*YOUR TASK*
Restate the full set of records exactly, word for word.

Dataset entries
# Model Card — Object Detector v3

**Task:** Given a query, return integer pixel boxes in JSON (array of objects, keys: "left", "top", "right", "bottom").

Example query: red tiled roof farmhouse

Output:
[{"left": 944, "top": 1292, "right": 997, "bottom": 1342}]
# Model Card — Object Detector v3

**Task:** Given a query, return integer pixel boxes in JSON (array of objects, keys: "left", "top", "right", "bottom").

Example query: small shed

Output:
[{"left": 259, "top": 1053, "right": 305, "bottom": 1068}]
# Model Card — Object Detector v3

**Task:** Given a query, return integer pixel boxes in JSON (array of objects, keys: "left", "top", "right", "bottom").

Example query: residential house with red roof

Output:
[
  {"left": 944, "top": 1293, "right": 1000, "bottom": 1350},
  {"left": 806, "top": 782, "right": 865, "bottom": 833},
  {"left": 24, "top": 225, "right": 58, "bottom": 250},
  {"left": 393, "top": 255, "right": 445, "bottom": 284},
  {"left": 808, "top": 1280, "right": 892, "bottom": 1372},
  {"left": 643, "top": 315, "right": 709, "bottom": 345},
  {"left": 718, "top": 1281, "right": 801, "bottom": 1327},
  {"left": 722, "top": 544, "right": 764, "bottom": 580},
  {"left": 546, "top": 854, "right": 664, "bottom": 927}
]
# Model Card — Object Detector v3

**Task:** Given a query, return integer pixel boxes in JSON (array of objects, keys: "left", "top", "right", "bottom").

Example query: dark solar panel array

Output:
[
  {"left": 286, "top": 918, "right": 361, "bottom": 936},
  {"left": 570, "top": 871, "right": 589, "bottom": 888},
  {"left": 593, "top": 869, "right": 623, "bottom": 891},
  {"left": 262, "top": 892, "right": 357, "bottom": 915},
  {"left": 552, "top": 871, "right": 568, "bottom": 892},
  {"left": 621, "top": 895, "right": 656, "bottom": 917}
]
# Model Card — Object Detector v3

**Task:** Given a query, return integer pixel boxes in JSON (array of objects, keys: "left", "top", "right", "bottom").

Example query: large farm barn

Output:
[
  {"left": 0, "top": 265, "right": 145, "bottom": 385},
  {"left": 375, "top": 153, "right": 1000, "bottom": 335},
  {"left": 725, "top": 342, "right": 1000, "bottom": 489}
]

*RESULT OF THIS TASK*
# Model Card — Object Detector v3

**Task:** Given a query, return integer pixel boxes in JSON (array of objects, keys: "left", "top", "right", "bottom").

Example query: red tiled roof farmhouse

Output:
[{"left": 944, "top": 1292, "right": 997, "bottom": 1342}]
# Model Card — Object Detector v3

**Task:** Given a query, return integer pixel boxes in JSON (array of objects, keys: "left", "top", "right", "bottom").

Example query: small shed

Output:
[{"left": 259, "top": 1053, "right": 305, "bottom": 1068}]
# Model Card — Object Detector v3

**Task:** Given a query, return integer pixel boxes in JSON (array of objects, keys: "left", "top", "right", "bottom").

Example query: residential house with red roof

Output:
[
  {"left": 944, "top": 1293, "right": 1000, "bottom": 1350},
  {"left": 806, "top": 782, "right": 865, "bottom": 833},
  {"left": 24, "top": 225, "right": 58, "bottom": 250},
  {"left": 393, "top": 255, "right": 445, "bottom": 284},
  {"left": 808, "top": 1280, "right": 892, "bottom": 1372},
  {"left": 643, "top": 315, "right": 709, "bottom": 345},
  {"left": 718, "top": 1281, "right": 801, "bottom": 1327},
  {"left": 722, "top": 544, "right": 764, "bottom": 580},
  {"left": 546, "top": 854, "right": 664, "bottom": 927}
]
# Model Card — Object Detector v3

**Task:** Given a query, return integer pixel boxes in JSON (array of objects, keys: "left", "top", "right", "bottom").

Example query: dark solar panel array

Output:
[
  {"left": 286, "top": 918, "right": 361, "bottom": 936},
  {"left": 570, "top": 871, "right": 589, "bottom": 888},
  {"left": 593, "top": 869, "right": 623, "bottom": 891},
  {"left": 262, "top": 892, "right": 357, "bottom": 915},
  {"left": 552, "top": 871, "right": 568, "bottom": 892},
  {"left": 621, "top": 895, "right": 656, "bottom": 917}
]
# Model Card — Object Detector v3

**Task:** Given a query, return integer pixel boxes in JSON (array of objects, keys: "left", "top", "right", "bottom").

Example query: large farm barn

Output:
[
  {"left": 0, "top": 265, "right": 145, "bottom": 385},
  {"left": 375, "top": 153, "right": 1000, "bottom": 335},
  {"left": 725, "top": 342, "right": 1000, "bottom": 489}
]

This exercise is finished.